_TASK_:
Every record below is to be restated word for word.
[[ DATA FOR THE TASK, beginning ]]
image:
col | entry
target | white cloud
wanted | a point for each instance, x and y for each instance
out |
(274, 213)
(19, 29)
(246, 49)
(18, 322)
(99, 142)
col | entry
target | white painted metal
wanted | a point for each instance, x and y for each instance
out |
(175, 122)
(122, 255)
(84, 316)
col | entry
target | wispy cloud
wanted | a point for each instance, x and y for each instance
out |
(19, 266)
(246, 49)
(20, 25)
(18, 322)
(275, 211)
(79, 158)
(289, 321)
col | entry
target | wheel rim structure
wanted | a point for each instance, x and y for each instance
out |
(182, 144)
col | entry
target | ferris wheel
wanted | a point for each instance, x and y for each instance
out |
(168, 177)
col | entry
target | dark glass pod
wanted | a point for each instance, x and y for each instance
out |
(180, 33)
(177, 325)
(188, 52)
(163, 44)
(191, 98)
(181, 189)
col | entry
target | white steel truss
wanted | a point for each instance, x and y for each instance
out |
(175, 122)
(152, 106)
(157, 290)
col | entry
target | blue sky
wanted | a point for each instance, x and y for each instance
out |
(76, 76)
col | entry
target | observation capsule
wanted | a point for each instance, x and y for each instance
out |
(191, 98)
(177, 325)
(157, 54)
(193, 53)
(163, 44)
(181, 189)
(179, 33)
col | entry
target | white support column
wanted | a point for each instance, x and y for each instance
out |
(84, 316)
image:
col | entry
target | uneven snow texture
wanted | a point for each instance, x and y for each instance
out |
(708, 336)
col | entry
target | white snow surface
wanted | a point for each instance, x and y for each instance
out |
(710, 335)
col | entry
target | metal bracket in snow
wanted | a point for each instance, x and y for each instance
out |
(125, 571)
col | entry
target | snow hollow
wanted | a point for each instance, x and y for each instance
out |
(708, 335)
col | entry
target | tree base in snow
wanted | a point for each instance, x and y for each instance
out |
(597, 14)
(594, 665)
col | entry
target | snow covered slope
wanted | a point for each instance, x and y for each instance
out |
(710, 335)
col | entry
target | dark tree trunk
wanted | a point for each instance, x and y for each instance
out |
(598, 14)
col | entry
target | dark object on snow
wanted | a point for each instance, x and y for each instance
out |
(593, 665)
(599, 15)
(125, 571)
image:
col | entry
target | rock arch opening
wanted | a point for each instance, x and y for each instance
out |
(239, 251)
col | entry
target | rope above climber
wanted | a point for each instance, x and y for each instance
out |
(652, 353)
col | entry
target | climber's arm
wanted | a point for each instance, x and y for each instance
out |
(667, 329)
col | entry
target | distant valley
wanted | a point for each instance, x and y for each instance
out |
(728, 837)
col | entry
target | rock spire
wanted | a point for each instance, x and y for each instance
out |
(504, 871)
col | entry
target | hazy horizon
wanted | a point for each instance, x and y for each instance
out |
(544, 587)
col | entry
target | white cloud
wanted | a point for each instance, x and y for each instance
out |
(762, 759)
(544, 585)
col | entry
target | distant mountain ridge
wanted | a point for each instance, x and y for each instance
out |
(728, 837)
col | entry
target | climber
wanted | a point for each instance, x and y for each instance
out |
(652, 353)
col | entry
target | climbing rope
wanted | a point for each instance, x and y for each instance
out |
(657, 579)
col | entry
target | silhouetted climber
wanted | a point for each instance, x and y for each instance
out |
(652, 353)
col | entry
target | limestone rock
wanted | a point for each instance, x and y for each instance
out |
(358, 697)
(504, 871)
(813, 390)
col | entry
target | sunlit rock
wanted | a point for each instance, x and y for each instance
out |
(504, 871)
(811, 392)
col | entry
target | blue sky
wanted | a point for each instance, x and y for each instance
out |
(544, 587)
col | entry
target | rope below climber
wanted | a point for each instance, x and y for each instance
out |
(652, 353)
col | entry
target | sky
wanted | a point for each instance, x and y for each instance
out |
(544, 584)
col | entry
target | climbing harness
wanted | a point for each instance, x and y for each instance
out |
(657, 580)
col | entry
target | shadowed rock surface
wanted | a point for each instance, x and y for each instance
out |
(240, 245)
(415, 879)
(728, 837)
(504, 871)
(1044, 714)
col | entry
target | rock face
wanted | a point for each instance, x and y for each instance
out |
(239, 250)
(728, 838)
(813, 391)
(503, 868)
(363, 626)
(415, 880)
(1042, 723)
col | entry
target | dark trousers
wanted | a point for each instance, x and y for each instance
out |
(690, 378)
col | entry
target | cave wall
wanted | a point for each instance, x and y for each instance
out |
[[ DATA FOR THE TASK, end ]]
_RESULT OF THIS EXERCISE_:
image:
col | entry
target | white cloud
wanted | a point for each instance, x and y for each instance
out |
(274, 213)
(19, 29)
(246, 49)
(18, 322)
(99, 142)
col | entry
target | white painted metal
wanted | a point for each instance, x and y for each instance
out |
(175, 122)
(122, 255)
(84, 316)
col | entry
target | wispy cloud
wanted | a point for each instance, x and y for each instance
out |
(19, 266)
(246, 49)
(20, 25)
(18, 322)
(275, 211)
(79, 158)
(289, 321)
col | entry
target | wheel rim structure
wanted | a point for each instance, x and y for each instance
out |
(182, 144)
col | entry
target | ferris wheel
wanted | a point for each instance, x and y for each instance
out |
(168, 177)
col | entry
target | dark glass pod
wanted | a point for each instance, x and y for each instance
out |
(180, 33)
(177, 325)
(188, 52)
(163, 44)
(191, 98)
(181, 189)
col | entry
target | white steel truss
wanted | a point for each instance, x and y for each instance
out |
(175, 122)
(152, 106)
(157, 290)
col | entry
target | blue sky
wanted | a point for each instance, x and y for each instance
out |
(76, 76)
col | entry
target | observation capsule
wanted | a point for each instance, x and y for each instance
out |
(191, 98)
(177, 325)
(157, 54)
(193, 53)
(163, 44)
(181, 189)
(179, 33)
col | entry
target | white support column
wanted | a point for each instance, x and y for each instance
out |
(84, 316)
image:
col | entry
target | uneven snow texture
wanted | a point for each instance, x and y for each instance
out |
(708, 336)
col | entry
target | white snow surface
wanted | a point for each instance, x and y for each instance
out |
(710, 335)
col | entry
target | metal bracket in snow
wanted | a point for each instance, x and y for each instance
out |
(125, 571)
col | entry
target | snow hollow
wanted | a point for each instance, x and y for each instance
out |
(708, 335)
col | entry
target | tree base in snow
wanted | a point for each instance, x and y for each instance
out |
(597, 14)
(594, 665)
col | entry
target | snow covered slope
wanted | a point for each instance, x and y for each instance
out |
(710, 335)
col | entry
target | dark tree trunk
wanted | a point for each instance, x and y for each instance
out |
(598, 14)
col | entry
target | dark object on snow
wanted | a point for each instance, x and y for each instance
out |
(593, 665)
(599, 15)
(125, 571)
image:
col | entry
target | rock arch opening
wanted | a point for each instance, x and y for each instance
out |
(239, 251)
col | entry
target | rope above climber
wanted | a point for each instance, x and y for each instance
out |
(652, 353)
col | entry
target | climber's arm
wanted | a point for each instance, x and y for each instance
out |
(667, 329)
col | entry
target | distant valley
wanted | a point for each instance, x and y for each instance
out |
(728, 837)
col | entry
target | rock spire
wanted | a point for each instance, x and y for each instance
out |
(504, 871)
col | entry
target | hazy horizon
wanted | a point for each instance, x and y for each instance
out |
(544, 587)
col | entry
target | white cloud
wanted | a point for each instance, x and y for each instance
out |
(762, 759)
(544, 585)
col | entry
target | distant mountain ridge
wanted | a point for each instance, x and y for each instance
out |
(728, 837)
col | entry
target | climber
wanted | a point for each instance, x and y for each instance
out |
(652, 353)
col | entry
target | climbing rope
wanted | a point for each instance, x and y for each instance
out |
(657, 579)
col | entry
target | silhouetted climber
wanted | a point for each instance, x and y for each instance
out |
(652, 353)
col | entry
target | limestone rock
wanted | a point for each instance, x and y for each instance
out |
(358, 697)
(504, 871)
(813, 390)
col | entry
target | sunlit rock
wanted | a point for each instance, x and y for each instance
out |
(504, 871)
(811, 392)
col | entry
target | blue sky
wanted | a point for each instance, x and y for each instance
out |
(544, 587)
col | entry
target | rope below climber
wanted | a point for each instance, x and y for each instance
out |
(652, 353)
col | entry
target | sky
wanted | a point for each instance, x and y for each instance
out |
(544, 584)
col | entry
target | climbing harness
wanted | a point for each instance, x and y for each instance
out |
(657, 580)
col | entry
target | shadowed rock surface
wanted | a point for each instance, x and y for each instance
out |
(240, 245)
(415, 879)
(728, 837)
(504, 871)
(1044, 714)
col | entry
target | rock face
wanted | a point for each instance, x and y for each instance
out |
(239, 250)
(728, 838)
(813, 391)
(503, 868)
(363, 626)
(415, 880)
(1042, 723)
col | entry
target | dark trousers
wanted | a point for each instance, x and y for each instance
out |
(690, 378)
col | entry
target | cave wall
wanted | a point for each instance, x and y for each instance
out |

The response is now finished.